### WORK INSTRUCTIONS:
In the data that follows, find each line containing "Target" and copy it.

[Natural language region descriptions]
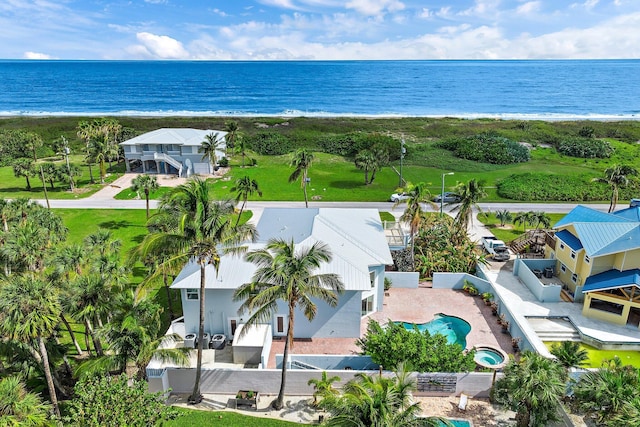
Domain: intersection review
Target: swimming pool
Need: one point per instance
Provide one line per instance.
(489, 357)
(453, 328)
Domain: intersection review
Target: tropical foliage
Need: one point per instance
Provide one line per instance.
(287, 273)
(372, 400)
(112, 401)
(191, 227)
(533, 387)
(393, 344)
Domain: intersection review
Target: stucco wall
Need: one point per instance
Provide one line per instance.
(401, 279)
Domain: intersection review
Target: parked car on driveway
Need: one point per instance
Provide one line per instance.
(449, 197)
(399, 197)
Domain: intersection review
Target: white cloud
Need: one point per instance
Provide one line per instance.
(528, 8)
(36, 55)
(159, 47)
(375, 7)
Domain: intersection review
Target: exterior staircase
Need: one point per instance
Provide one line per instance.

### TASK OUTPUT:
Target: swimming pool
Target: tropical foliage
Target: stucco wall
Target: parked car on driveway
Target: white cloud
Target: exterior staircase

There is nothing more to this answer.